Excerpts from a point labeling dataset
● ● ● ● ● ● ●
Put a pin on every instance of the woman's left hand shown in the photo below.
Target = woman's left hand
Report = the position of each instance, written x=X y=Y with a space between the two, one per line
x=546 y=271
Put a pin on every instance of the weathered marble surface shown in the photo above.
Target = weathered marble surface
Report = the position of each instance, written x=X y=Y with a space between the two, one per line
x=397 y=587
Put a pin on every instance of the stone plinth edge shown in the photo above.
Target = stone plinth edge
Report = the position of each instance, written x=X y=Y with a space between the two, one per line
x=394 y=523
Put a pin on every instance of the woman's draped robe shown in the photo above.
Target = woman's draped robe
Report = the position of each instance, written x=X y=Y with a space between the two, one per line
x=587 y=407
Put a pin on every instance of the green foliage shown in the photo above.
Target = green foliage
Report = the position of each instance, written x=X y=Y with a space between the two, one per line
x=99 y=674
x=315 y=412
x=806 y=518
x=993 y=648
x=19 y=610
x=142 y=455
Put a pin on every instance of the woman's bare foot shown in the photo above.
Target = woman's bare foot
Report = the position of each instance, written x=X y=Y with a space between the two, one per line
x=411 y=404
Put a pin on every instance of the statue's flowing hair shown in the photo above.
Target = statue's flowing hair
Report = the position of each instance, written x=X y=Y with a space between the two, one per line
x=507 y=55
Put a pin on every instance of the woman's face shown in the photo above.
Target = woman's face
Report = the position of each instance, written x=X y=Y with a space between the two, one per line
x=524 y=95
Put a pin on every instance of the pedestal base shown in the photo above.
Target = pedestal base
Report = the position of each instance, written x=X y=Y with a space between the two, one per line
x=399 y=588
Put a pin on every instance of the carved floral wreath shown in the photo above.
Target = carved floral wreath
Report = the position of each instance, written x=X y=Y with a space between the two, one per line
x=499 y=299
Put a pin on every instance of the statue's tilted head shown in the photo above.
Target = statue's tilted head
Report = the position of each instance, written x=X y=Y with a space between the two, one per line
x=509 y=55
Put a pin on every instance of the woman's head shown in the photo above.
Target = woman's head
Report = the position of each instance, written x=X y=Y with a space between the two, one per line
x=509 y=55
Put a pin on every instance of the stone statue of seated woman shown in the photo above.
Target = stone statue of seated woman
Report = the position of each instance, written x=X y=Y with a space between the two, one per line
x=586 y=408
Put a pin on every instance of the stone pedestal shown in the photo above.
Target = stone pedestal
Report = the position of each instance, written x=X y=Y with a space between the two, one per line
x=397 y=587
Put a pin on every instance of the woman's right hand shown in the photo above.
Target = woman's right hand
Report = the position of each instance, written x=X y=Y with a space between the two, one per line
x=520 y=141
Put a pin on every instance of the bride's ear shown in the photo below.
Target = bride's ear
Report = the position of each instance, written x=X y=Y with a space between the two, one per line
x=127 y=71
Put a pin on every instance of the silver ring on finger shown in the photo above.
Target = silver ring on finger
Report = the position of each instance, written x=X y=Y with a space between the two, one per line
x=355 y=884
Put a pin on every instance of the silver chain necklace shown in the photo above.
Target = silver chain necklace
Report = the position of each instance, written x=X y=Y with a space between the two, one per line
● ● ● ● ● ● ●
» GOAL
Rewrite the rows, swapping every "Put a pin on" for "Place a marker on" and leaving everything else unchanged.

» OUTPUT OF THE EXERCISE
Place a marker on every instance of the woman's left hand shown in the photo below.
Target = woman's left hand
Report = the position of each instance, written x=X y=Y with a space between the two, one per line
x=546 y=271
Place a marker on every instance of the weathered marble surface shown in the photo above.
Target = weathered marble surface
Report = the position of each instance, written x=X y=Y with a space between the two, one per line
x=397 y=587
Place a marker on every instance of the stone plinth edge shown in the photo above.
Target = stone plinth edge
Report = the position of each instance, written x=X y=Y with a space between the two, one per line
x=394 y=523
Place a marker on every instance of the woman's draped robe shown in the photo above.
Target = woman's draped robe
Report = the position of each instance, written x=X y=Y with a space between the two, one per line
x=587 y=407
Place a marker on every instance of the green foliage shown in the photo above.
Target = green foliage
Report = the position of each instance, written x=X y=Y with a space between the two, one per line
x=99 y=674
x=315 y=412
x=806 y=518
x=993 y=648
x=19 y=610
x=142 y=455
Place a marker on every instance of the woman's bare foot shown in the photo above.
Target = woman's bare foot
Report = the position of each instance, written x=X y=Y with a space between the two, one per line
x=411 y=404
Place a marker on every instance of the statue's flowing hair shown in the photo above.
Target = statue's flowing hair
Report = the position of each instance, written x=X y=Y with a space between the two, one per line
x=507 y=55
Place a marker on every instance of the woman's face shown in the photo above.
Target = woman's face
Report = the position of each instance, written x=X y=Y with a space between the two, one per line
x=524 y=95
Place a marker on every instance of the pedestal base shown in the photo above.
Target = pedestal base
Report = the position of each instance, written x=X y=Y with a space between the two, one per line
x=399 y=588
Place a marker on every instance of the carved floral wreath shown in the photo above.
Target = carved floral wreath
Report = the position of each instance, written x=X y=Y with a space between the two, one per line
x=499 y=299
Place a marker on every instance of the statue's tilted head shown in the photo above.
Target = statue's tilted head
Report = the position of each instance, written x=X y=Y with a space between the two, one per line
x=509 y=55
Place a marker on every instance of the woman's head shown in the photo above.
Target = woman's head
Report = the position of each instance, written x=X y=Y with a space between the two, one per line
x=509 y=55
Place a marker on every instance of the stone statue of seated woman shown in the photo above.
Target = stone statue of seated woman
Report = the position of each instance, written x=X y=Y with a space between the two, one per line
x=586 y=408
Place a marker on every instance of the stone pedestal shown in the photo above.
Target = stone pedestal
Report = the position of each instance, written x=X y=Y with a space between the two, one per line
x=397 y=587
Place a marker on every instance of the woman's right hand shown in the photo above.
Target = woman's right hand
Report = the position of each instance, written x=X y=Y with a space between the two, one per line
x=520 y=141
Place a marker on every instance of the bride's ear shown in the photo below.
Target = bride's ear
Report = the position of each instance, written x=X y=Y with a space between the two, one per line
x=127 y=71
Place a marker on every instance of the silver ring on finger shown in the photo above.
Target = silver ring on finger
Report = the position of each instance, written x=X y=Y with a space between the two, one per line
x=355 y=884
Place a marker on every instance of the silver chain necklace shown in the photo above.
Target = silver chain necklace
Report = the position of each instance, written x=X y=Y with a space between the two, one per line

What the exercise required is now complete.